%%

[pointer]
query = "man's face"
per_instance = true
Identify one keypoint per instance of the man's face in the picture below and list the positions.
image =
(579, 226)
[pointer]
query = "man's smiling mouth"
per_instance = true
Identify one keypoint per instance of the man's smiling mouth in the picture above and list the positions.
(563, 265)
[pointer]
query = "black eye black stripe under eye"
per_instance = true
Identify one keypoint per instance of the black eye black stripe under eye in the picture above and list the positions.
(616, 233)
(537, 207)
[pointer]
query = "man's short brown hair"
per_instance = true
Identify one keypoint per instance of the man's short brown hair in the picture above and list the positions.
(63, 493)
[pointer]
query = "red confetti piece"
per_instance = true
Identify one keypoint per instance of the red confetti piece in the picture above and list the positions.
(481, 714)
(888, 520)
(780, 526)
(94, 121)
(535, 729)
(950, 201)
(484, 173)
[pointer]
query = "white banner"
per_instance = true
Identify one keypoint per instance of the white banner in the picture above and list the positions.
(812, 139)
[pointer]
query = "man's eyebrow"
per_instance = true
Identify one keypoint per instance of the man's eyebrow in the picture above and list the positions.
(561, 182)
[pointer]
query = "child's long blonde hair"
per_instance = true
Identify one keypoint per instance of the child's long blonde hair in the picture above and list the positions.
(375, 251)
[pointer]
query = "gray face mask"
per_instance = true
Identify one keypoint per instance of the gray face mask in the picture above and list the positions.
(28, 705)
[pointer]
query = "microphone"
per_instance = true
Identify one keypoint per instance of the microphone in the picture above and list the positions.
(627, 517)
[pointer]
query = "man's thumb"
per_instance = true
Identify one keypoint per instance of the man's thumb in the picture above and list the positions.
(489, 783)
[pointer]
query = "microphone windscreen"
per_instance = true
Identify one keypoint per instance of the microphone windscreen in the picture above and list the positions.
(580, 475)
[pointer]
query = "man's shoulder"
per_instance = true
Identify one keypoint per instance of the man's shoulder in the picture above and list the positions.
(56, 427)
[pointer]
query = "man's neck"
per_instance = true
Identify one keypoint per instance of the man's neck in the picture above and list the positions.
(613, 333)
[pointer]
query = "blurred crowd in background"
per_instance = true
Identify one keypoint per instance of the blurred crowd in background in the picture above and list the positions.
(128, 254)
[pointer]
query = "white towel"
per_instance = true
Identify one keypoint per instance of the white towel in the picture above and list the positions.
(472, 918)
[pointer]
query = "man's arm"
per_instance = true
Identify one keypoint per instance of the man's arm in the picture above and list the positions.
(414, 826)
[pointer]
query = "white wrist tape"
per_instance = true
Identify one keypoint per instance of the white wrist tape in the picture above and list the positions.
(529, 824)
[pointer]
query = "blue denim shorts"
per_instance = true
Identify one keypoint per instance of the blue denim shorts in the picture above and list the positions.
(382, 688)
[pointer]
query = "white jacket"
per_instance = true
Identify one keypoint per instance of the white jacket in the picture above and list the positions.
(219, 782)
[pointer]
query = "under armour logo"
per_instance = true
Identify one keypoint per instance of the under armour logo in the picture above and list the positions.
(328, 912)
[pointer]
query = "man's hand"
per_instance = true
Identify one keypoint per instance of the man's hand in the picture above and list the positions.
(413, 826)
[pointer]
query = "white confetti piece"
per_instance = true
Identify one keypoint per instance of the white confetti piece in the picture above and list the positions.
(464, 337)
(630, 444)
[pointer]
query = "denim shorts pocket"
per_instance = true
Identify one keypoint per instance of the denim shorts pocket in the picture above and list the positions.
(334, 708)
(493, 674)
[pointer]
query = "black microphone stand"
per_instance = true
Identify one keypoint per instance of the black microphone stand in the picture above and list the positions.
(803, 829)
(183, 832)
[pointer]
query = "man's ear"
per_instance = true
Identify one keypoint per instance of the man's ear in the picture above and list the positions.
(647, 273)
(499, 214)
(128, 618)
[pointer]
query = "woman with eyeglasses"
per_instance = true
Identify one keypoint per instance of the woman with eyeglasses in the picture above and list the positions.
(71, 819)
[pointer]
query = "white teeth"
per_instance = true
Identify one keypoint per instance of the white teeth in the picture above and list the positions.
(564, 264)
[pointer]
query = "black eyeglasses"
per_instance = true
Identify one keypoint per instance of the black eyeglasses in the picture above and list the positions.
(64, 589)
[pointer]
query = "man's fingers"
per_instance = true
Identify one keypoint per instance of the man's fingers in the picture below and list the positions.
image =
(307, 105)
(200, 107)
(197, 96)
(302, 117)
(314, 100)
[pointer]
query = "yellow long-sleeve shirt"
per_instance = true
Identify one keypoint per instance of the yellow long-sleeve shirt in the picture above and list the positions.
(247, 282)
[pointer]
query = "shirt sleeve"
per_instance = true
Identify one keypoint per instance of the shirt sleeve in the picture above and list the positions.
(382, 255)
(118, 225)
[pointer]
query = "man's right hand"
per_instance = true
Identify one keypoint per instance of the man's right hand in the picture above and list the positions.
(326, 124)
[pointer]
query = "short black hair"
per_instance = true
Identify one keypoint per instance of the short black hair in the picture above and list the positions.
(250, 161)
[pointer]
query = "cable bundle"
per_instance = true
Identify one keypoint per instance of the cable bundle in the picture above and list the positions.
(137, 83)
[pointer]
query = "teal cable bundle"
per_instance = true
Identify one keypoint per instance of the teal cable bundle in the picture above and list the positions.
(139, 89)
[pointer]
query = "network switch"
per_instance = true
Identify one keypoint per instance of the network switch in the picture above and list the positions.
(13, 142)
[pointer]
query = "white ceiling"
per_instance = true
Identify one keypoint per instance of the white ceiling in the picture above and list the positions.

%%

WHAT NEEDS TO BE DONE: How many lines in the items above contain the string "sleeve"? Reply with the number alone.

WRITTEN SOLUTION: 4